# Selected extract:
# # #
For the Week of March 22, 2015: Writing From the Fault Lines

March 22, 2015 by Sharon A. Bray, EdD

The Midwest has tornadoes; the eastern seaboard has its hurricanes and super storms.  A large part of the country just dug out from another snow storm, while here in California, we’re wondering how long our water supply will sustain the state.  Wherever we live, we complain about the weather.  We look north, west, east or south and most often decide where we live is where we want to be.  But for those of us who have an enduring love affair with California, we remember droughts of the past, wildfires that occur year after year, and more, we expect the earth to move from time to time.  It’s not the sudden jolt of first love or attraction we might have felt for the golden state.  Rather, it’s a somewhat predictable occurrence, like tornadoes or hurricanes in other parts of the country, never far from conscious thought.  It’s the accepted risk of living along the earth’s fault lines, whether the San Andreas, Hayward, Oak Ridge or any number of smaller ones.  Sooner or later, we’ll feel the earth heave, the ground undulate beneath our feet and sometimes, disaster.  Some of the most memorable jolts have demolished highways and buildings, as in the 1989 Loma Prieta and 1992 Landers quakes in Northern and Southern California.
# # #
# What you will do:
- 1) Decide whether each statement below agrees with the essay on living along California's fault lines, answering yes or no and quoting the words of the essay that settle it. (a) The essay names the Hayward fault among California's fault lines. (b) The essay describes earthquakes in California as a sudden, unexpected jolt. (c) The essay says the Midwest has hurricanes.
- 2) Carry on the essay on living along California's fault lines, starting after its last sentence about the Loma Prieta and Landers quakes.

# Supplied information:
# # #
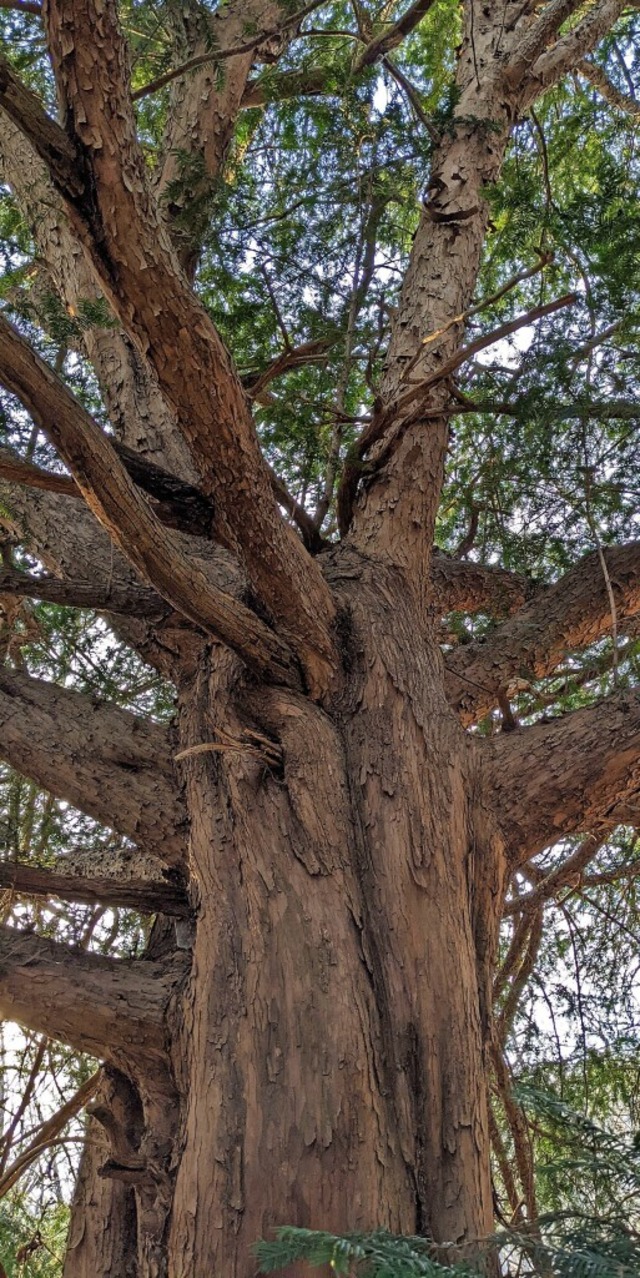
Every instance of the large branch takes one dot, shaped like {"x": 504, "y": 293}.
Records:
# # #
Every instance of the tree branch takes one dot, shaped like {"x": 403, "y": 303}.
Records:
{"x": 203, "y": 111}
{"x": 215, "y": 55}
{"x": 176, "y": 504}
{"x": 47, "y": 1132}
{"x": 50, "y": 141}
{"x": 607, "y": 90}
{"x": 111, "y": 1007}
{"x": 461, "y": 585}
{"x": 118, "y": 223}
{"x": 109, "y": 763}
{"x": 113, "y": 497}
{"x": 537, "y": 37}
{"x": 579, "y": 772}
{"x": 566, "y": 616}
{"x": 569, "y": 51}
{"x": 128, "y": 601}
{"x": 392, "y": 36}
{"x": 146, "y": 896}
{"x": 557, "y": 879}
# # #
# Solved tasks:
- 1)
(a) Yes: "whether the San Andreas, Hayward, Oak Ridge or any number of smaller ones."
(b) No: "It’s not the sudden jolt of first love or attraction we might have felt for the golden state. Rather, it’s a somewhat predictable occurrence."
(c) No: "The Midwest has tornadoes; the eastern seaboard has its hurricanes and super storms."

- 2)
This potentially destructive movement is created by the sliding boundaries or fault lines which define the earth’s tectonic plates. California has many of these faults, and even though the plates move past one another a couple of inches each year due to their irregularity, we’re often unaware of the motion.  But as the plates continue to push against each other, they sometimes lock and may not move for years.  Stress builds along the fault, and the strain threshold is finally exceeded, energy is suddenly released, causing the plates slip several feet at once.  Waves are sent out in all directions and felt as tremors, or at worst, a damaging earthquake.

Several years ago, I began teaching a course on writing to heal for UCLA extension’s Writers’ Program, initially naming it “Writing from the Fault Lines.”  I chose the title because my language and the metaphors I use are influenced—like many writers– by the landscape where I live.  Writing out of difficult life events often reveals the vulnerable landscape of our psyches, where painful experiences of our pasts may be buried.  We cope and may seem “fine” on the surface, but when the stress created by something like a cancer diagnosis or unexpected loss or trauma, stress builds along our psychological fault lines, and we may experience the sudden tremor of raw and difficult emotions–fear, anger, grief—and the feeling that our lives are literally falling apart.

When I was diagnosed with early stage breast cancer, followed by heart failure several years ago, I filled page after page of my journals with disbelief, unanswerable questions and even guilt, as if I was somehow to blame for my physical illness.  But it didn’t stop there.  Old scars opened to painful losses I’d soldiered through and buried years ago.  My “real” story was not about a very treatable cancer; it lay beneath the surface, where old wounds were buried, building up pressure, begging for release.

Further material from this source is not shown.